*SELECTED PASSAGE:*
WASHINGTON (Reuters) - A Washington state man was arrested and charged with attempting to place a bomb along the parade route of a Martin Luther King Jr. holiday celebration in Spokane, the U.S. Justice Department said on Wednesday.
“I can say that it was a viable device, it was planted with the aim of injuring or killing people and we were fortunate that it did not go off and that people were in fact not killed. We were just lucky in that regard,” Attorney General Eric Holder told a news conference on an unrelated matter.
Kevin William Harpham, 36, was charged with two counts of attempting to put a bomb along the planned parade route on January 17, according to documents filed in federal court.
Authorities said the device, if it had gone off, could have caused multiple deaths.
Harpham appeared briefly in federal court in Spokane on Wednesday, and is being held in the Spokane County Jail until an arraignment, tentatively scheduled for March 23, authorities told Reuters. A grand jury is set to meet to consider the charges against Harpham on March 22.
A federal law enforcement official said authorities were investigating whether the suspect, who lived in Colville, Washington, had ties to white supremacists.
Officials from the Southern Poverty Law Center, an Alabama-based civil rights group, said Harpham had been a member of the neo-Nazi National Alliance in late 2004 and that he was in the U.S. military from 1996 to 1997.
A spokesman for Joint Base Lewis-McChord, the recently merged U.S. Army/Air Force base in Washington state, confirmed that Harpham served at the former Fort Lewis Army base from 1996 to early 1999 as a fire support specialist.

*WHAT IS EXPECTED:* Print the full news report on the Spokane parade bomb arrest, word for word.

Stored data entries
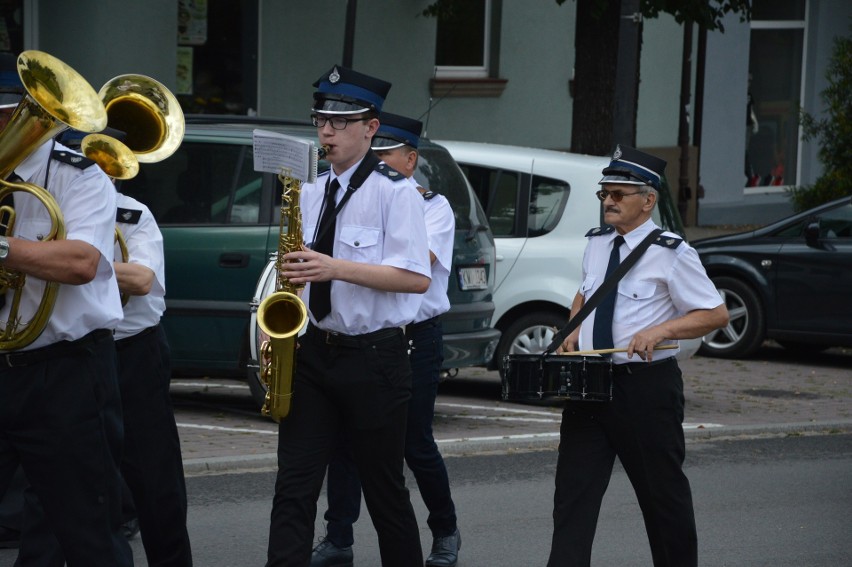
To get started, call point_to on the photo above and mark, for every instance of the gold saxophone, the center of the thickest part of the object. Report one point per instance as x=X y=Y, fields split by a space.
x=282 y=314
x=56 y=98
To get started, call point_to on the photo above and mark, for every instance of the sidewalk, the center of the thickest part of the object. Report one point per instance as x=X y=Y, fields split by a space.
x=773 y=393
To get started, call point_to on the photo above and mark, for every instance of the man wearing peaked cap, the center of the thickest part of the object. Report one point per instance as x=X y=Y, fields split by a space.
x=396 y=143
x=366 y=266
x=632 y=167
x=344 y=91
x=47 y=381
x=664 y=297
x=396 y=131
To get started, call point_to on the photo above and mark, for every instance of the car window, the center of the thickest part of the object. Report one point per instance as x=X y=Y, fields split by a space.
x=437 y=171
x=498 y=192
x=836 y=223
x=201 y=183
x=547 y=201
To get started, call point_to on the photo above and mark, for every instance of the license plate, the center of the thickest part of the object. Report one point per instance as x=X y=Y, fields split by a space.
x=473 y=278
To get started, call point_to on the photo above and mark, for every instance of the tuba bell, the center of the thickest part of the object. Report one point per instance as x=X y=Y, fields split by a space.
x=56 y=98
x=147 y=112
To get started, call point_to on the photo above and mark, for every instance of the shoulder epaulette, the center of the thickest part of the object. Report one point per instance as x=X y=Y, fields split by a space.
x=72 y=158
x=389 y=172
x=128 y=216
x=600 y=230
x=668 y=241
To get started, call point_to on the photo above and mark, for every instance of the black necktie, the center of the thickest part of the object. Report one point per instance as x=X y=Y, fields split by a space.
x=602 y=331
x=320 y=301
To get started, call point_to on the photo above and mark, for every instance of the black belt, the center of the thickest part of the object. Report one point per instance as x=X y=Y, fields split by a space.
x=354 y=341
x=633 y=367
x=414 y=327
x=56 y=350
x=127 y=341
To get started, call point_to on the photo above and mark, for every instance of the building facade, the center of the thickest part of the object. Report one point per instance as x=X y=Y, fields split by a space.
x=501 y=72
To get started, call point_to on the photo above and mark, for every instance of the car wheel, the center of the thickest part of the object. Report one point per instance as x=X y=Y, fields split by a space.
x=529 y=334
x=745 y=330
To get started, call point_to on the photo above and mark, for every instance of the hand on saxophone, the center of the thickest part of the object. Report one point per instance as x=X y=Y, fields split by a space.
x=307 y=266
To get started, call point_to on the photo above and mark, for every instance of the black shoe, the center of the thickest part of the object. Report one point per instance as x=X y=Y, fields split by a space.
x=445 y=551
x=9 y=538
x=130 y=528
x=326 y=554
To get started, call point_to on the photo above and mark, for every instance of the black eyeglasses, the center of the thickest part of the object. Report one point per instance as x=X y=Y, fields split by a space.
x=337 y=122
x=617 y=196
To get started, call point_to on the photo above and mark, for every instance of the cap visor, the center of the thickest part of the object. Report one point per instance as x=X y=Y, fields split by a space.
x=621 y=179
x=339 y=107
x=385 y=143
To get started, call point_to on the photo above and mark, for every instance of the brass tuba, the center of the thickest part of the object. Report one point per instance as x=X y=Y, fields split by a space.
x=151 y=117
x=282 y=314
x=56 y=98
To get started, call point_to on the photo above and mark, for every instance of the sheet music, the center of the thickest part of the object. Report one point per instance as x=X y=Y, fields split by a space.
x=274 y=151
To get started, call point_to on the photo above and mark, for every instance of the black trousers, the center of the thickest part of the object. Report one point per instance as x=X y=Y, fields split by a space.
x=56 y=421
x=151 y=462
x=363 y=389
x=421 y=452
x=643 y=427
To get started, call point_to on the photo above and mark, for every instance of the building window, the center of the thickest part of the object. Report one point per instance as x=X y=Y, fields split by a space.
x=462 y=45
x=775 y=92
x=467 y=49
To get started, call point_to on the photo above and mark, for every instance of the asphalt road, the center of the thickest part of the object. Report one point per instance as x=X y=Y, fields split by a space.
x=775 y=392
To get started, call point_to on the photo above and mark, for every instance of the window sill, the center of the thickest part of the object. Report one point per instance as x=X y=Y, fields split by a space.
x=441 y=88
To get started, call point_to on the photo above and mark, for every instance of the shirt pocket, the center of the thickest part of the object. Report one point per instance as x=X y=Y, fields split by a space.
x=360 y=244
x=34 y=230
x=634 y=298
x=587 y=286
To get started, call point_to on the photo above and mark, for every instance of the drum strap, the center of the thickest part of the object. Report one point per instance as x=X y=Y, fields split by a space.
x=609 y=284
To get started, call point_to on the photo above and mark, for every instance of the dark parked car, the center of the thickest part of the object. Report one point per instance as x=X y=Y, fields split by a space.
x=789 y=281
x=220 y=223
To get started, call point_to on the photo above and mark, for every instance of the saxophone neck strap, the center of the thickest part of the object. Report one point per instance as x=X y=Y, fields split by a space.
x=607 y=286
x=365 y=168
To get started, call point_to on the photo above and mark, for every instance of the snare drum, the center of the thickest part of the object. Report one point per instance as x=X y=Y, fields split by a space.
x=557 y=376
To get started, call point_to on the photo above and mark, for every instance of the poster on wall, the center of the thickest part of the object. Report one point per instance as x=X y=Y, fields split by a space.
x=184 y=70
x=192 y=22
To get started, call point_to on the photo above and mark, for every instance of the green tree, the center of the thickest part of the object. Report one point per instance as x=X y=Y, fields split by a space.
x=833 y=133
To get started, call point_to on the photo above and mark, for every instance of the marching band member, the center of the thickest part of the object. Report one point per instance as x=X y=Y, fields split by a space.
x=666 y=296
x=396 y=144
x=365 y=270
x=58 y=393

*RESPONSE BELOW:*
WASHINGTON (Reuters) - A Washington state man was arrested and charged with attempting to place a bomb along the parade route of a Martin Luther King Jr. holiday celebration in Spokane, the U.S. Justice Department said on Wednesday.
“I can say that it was a viable device, it was planted with the aim of injuring or killing people and we were fortunate that it did not go off and that people were in fact not killed. We were just lucky in that regard,” Attorney General Eric Holder told a news conference on an unrelated matter.
Kevin William Harpham, 36, was charged with two counts of attempting to put a bomb along the planned parade route on January 17, according to documents filed in federal court.
Authorities said the device, if it had gone off, could have caused multiple deaths.
Harpham appeared briefly in federal court in Spokane on Wednesday, and is being held in the Spokane County Jail until an arraignment, tentatively scheduled for March 23, authorities told Reuters. A grand jury is set to meet to consider the charges against Harpham on March 22.
A federal law enforcement official said authorities were investigating whether the suspect, who lived in Colville, Washington, had ties to white supremacists.
Officials from the Southern Poverty Law Center, an Alabama-based civil rights group, said Harpham had been a member of the neo-Nazi National Alliance in late 2004 and that he was in the U.S. military from 1996 to 1997.
A spokesman for Joint Base Lewis-McChord, the recently merged U.S. Army/Air Force base in Washington state, confirmed that Harpham served at the former Fort Lewis Army base from 1996 to early 1999 as a fire support specialist.